- _TO DO_
Reproduce word for word the stretch of the Fresenius Kabi article from "Fresenius Kabi Hid" through "Drug Administration (FDA).".

- _EXCERPT_

Fresenius Kabi Hid “Dirty Laundry” from FDA, Pleads Guilty to Criminal Charges

Aleksander Kalka/NurPhoto via Getty Images

Aleksander Kalka/NurPhoto via Getty Images

The cancer drugmaker pled guilty of violating the Federal Food, Drug and Cosmetic Act by failing to provide certain records to investigators in federal court.

Aleksander Kalka/NurPhoto via Getty Images

Germany-based Fresenius Kabi (FKOL) is the kid who was told to clean up their room before mom came home and instead hid the dirty laundry under their bed. Except in this case the dirty laundry was manufacturing records and the mom coming up for inspection was the U.S. Food and Drug Administration (FDA).

Right before the FDA came from an inspection of the company’s manufacturing plant in Kalyani, West Bengal in 2013, court documents say company “management directed employees to remove certain records from the premises and delete other records from computers that would have revealed FKOL was manufacturing drug ingredients in contravention of FDA requirements.”

The cancer drugmaker pled guilty of violating the Federal Food, Drug and Cosmetic Act by failing to provide certain records to investigators in federal court. Instead of a time out, FKOL will pay $50 million in fines and forfeitures, according to the Justice Department.

“By hiding and deleting manufacturing records, FKOL sought to obstruct the FDA’s regulatory authority and prevent the FDA from doing its job of ensuring the purity and potency of drugs intended for U.S. consumers,” said Acting Assistant Attorney General Brian Boynton of the Justice Department’s Civil Division. “FKOL’s conduct put vulnerable patients at risk. The Department of Justice will continue to work with the FDA to prosecute drug manufacturers who obstruct these inspections.”

One of the manufacturing plant’s undercover practices was blending failed ingredient batches with batches that had passed testing so the final result would meet purity specifications. Employees also used test and demo chromatogram data files to fudge testing results to show the batch was in conformity with regulations.

In addition to pleading guilty to these federal misdemeanor charges, FKOL also agreed to implement some new housekeeping protocols to keep things on the up and up including a compliance and ethics program designed to prevent, detect, and correct violations of US law relating to FKOL’s manufacturing processes.

A quick search pulls up a slew of issues over the years for the pharma company. In 2015, the company paid a fine close to $700,000 after a diabetic patient in the U.K. died after being injected with faulty syringes containing no insulin.

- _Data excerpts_
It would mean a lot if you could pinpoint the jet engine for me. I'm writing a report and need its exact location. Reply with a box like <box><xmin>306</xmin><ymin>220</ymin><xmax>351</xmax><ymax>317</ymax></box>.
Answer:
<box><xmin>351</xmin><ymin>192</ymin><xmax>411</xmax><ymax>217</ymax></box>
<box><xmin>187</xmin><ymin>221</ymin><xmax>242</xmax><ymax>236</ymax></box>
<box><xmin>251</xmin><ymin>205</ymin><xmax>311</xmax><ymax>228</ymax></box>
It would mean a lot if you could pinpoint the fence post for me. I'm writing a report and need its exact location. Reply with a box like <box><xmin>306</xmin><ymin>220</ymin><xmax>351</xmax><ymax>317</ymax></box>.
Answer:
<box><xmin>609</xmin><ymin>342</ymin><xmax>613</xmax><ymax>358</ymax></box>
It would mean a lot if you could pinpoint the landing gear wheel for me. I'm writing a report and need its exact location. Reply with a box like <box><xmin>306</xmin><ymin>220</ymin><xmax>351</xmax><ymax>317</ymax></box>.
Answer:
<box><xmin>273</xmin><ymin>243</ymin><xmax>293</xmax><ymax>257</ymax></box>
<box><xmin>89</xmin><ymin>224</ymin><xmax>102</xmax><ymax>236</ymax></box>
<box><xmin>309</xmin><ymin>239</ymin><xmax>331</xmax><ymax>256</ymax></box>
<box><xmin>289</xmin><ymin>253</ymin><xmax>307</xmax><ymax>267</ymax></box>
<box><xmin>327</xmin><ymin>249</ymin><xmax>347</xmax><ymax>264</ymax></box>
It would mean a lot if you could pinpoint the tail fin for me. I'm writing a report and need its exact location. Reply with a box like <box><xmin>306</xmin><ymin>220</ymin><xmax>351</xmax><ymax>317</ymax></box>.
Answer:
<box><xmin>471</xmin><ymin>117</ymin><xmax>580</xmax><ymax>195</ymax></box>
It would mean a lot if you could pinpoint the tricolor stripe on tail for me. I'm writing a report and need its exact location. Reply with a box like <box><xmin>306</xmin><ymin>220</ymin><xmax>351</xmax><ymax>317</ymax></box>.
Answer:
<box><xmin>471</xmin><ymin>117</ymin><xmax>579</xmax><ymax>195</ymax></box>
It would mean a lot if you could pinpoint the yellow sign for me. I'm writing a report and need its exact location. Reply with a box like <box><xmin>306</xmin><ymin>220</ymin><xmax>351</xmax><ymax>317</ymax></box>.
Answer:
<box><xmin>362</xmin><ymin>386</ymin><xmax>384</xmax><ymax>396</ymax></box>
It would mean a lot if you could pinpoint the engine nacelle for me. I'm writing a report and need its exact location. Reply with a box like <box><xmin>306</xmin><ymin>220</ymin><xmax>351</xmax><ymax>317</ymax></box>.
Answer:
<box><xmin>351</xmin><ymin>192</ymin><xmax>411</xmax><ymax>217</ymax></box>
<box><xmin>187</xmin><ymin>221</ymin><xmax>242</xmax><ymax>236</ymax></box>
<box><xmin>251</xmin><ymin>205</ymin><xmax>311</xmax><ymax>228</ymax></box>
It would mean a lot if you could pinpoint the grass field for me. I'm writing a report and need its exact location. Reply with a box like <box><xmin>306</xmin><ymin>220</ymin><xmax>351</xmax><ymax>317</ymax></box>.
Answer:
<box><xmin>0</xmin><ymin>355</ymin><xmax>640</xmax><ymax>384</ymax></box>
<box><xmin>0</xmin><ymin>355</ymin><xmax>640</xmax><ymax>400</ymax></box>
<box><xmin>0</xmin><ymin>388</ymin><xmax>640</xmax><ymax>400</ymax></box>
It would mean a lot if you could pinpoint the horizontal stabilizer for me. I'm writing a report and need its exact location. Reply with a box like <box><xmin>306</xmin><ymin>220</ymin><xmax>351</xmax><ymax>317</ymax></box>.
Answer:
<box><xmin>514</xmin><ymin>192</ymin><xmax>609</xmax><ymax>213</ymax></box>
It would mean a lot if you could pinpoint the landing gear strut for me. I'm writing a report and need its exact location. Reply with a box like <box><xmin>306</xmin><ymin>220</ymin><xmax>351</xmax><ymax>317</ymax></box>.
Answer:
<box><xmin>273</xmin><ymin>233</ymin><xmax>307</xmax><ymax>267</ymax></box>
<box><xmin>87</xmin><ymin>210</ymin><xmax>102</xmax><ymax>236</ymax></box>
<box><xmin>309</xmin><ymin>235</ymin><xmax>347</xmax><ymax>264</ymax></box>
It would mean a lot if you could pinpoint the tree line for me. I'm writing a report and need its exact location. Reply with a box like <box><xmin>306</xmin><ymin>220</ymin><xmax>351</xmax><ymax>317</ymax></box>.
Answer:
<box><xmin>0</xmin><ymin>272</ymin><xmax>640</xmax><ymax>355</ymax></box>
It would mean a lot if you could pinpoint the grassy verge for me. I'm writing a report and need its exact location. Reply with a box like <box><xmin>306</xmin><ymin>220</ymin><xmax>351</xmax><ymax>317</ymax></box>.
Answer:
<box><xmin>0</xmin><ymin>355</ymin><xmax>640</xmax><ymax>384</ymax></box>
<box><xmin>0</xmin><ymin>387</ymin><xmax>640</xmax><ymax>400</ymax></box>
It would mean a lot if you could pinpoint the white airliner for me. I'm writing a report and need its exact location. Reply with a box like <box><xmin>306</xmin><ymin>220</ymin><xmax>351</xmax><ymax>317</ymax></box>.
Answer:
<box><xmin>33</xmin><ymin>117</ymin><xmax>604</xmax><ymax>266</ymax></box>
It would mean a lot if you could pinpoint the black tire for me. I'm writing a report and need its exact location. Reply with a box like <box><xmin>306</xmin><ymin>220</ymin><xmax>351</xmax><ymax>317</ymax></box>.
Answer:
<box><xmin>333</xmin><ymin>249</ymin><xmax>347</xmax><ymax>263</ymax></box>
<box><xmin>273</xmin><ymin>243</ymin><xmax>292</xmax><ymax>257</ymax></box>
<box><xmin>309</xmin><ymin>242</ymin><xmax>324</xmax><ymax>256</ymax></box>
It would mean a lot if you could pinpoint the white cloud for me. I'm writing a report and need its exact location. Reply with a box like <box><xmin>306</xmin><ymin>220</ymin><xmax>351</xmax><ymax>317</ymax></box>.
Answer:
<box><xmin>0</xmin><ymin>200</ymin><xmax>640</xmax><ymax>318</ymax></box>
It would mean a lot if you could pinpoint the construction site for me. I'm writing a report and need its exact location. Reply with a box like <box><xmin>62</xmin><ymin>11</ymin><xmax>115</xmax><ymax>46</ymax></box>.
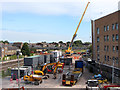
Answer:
<box><xmin>0</xmin><ymin>2</ymin><xmax>120</xmax><ymax>90</ymax></box>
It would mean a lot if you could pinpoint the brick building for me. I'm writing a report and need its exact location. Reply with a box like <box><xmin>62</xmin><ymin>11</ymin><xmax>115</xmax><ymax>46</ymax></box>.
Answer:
<box><xmin>0</xmin><ymin>43</ymin><xmax>18</xmax><ymax>58</ymax></box>
<box><xmin>92</xmin><ymin>11</ymin><xmax>120</xmax><ymax>68</ymax></box>
<box><xmin>91</xmin><ymin>8</ymin><xmax>120</xmax><ymax>83</ymax></box>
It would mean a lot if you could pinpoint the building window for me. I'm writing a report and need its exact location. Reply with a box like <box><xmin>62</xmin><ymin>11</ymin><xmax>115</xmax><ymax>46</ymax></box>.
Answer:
<box><xmin>97</xmin><ymin>37</ymin><xmax>100</xmax><ymax>42</ymax></box>
<box><xmin>116</xmin><ymin>34</ymin><xmax>118</xmax><ymax>41</ymax></box>
<box><xmin>107</xmin><ymin>35</ymin><xmax>109</xmax><ymax>41</ymax></box>
<box><xmin>104</xmin><ymin>55</ymin><xmax>106</xmax><ymax>61</ymax></box>
<box><xmin>107</xmin><ymin>25</ymin><xmax>109</xmax><ymax>31</ymax></box>
<box><xmin>112</xmin><ymin>34</ymin><xmax>115</xmax><ymax>41</ymax></box>
<box><xmin>107</xmin><ymin>56</ymin><xmax>109</xmax><ymax>61</ymax></box>
<box><xmin>97</xmin><ymin>28</ymin><xmax>99</xmax><ymax>34</ymax></box>
<box><xmin>104</xmin><ymin>36</ymin><xmax>106</xmax><ymax>41</ymax></box>
<box><xmin>104</xmin><ymin>26</ymin><xmax>106</xmax><ymax>31</ymax></box>
<box><xmin>113</xmin><ymin>46</ymin><xmax>115</xmax><ymax>52</ymax></box>
<box><xmin>112</xmin><ymin>24</ymin><xmax>115</xmax><ymax>30</ymax></box>
<box><xmin>116</xmin><ymin>46</ymin><xmax>118</xmax><ymax>52</ymax></box>
<box><xmin>116</xmin><ymin>23</ymin><xmax>118</xmax><ymax>30</ymax></box>
<box><xmin>97</xmin><ymin>54</ymin><xmax>100</xmax><ymax>61</ymax></box>
<box><xmin>107</xmin><ymin>46</ymin><xmax>109</xmax><ymax>51</ymax></box>
<box><xmin>97</xmin><ymin>46</ymin><xmax>99</xmax><ymax>52</ymax></box>
<box><xmin>104</xmin><ymin>46</ymin><xmax>106</xmax><ymax>51</ymax></box>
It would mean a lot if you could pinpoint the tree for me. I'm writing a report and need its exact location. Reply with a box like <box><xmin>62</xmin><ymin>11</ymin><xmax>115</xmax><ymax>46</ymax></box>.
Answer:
<box><xmin>21</xmin><ymin>43</ymin><xmax>30</xmax><ymax>56</ymax></box>
<box><xmin>84</xmin><ymin>42</ymin><xmax>91</xmax><ymax>45</ymax></box>
<box><xmin>73</xmin><ymin>40</ymin><xmax>82</xmax><ymax>47</ymax></box>
<box><xmin>58</xmin><ymin>41</ymin><xmax>63</xmax><ymax>43</ymax></box>
<box><xmin>88</xmin><ymin>44</ymin><xmax>92</xmax><ymax>53</ymax></box>
<box><xmin>66</xmin><ymin>41</ymin><xmax>70</xmax><ymax>47</ymax></box>
<box><xmin>3</xmin><ymin>40</ymin><xmax>9</xmax><ymax>44</ymax></box>
<box><xmin>0</xmin><ymin>40</ymin><xmax>9</xmax><ymax>44</ymax></box>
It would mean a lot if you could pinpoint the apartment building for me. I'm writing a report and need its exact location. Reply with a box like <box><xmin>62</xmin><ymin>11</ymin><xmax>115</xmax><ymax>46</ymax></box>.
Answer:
<box><xmin>91</xmin><ymin>10</ymin><xmax>120</xmax><ymax>68</ymax></box>
<box><xmin>0</xmin><ymin>43</ymin><xmax>18</xmax><ymax>58</ymax></box>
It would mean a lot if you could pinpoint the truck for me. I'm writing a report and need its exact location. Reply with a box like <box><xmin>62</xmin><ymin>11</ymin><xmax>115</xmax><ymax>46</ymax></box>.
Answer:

- _EXERCISE RESULT_
Fresenius Kabi Hid “Dirty Laundry” from FDA, Pleads Guilty to Criminal Charges

Aleksander Kalka/NurPhoto via Getty Images

Aleksander Kalka/NurPhoto via Getty Images

The cancer drugmaker pled guilty of violating the Federal Food, Drug and Cosmetic Act by failing to provide certain records to investigators in federal court.

Aleksander Kalka/NurPhoto via Getty Images

Germany-based Fresenius Kabi (FKOL) is the kid who was told to clean up their room before mom came home and instead hid the dirty laundry under their bed. Except in this case the dirty laundry was manufacturing records and the mom coming up for inspection was the U.S. Food and Drug Administration (FDA).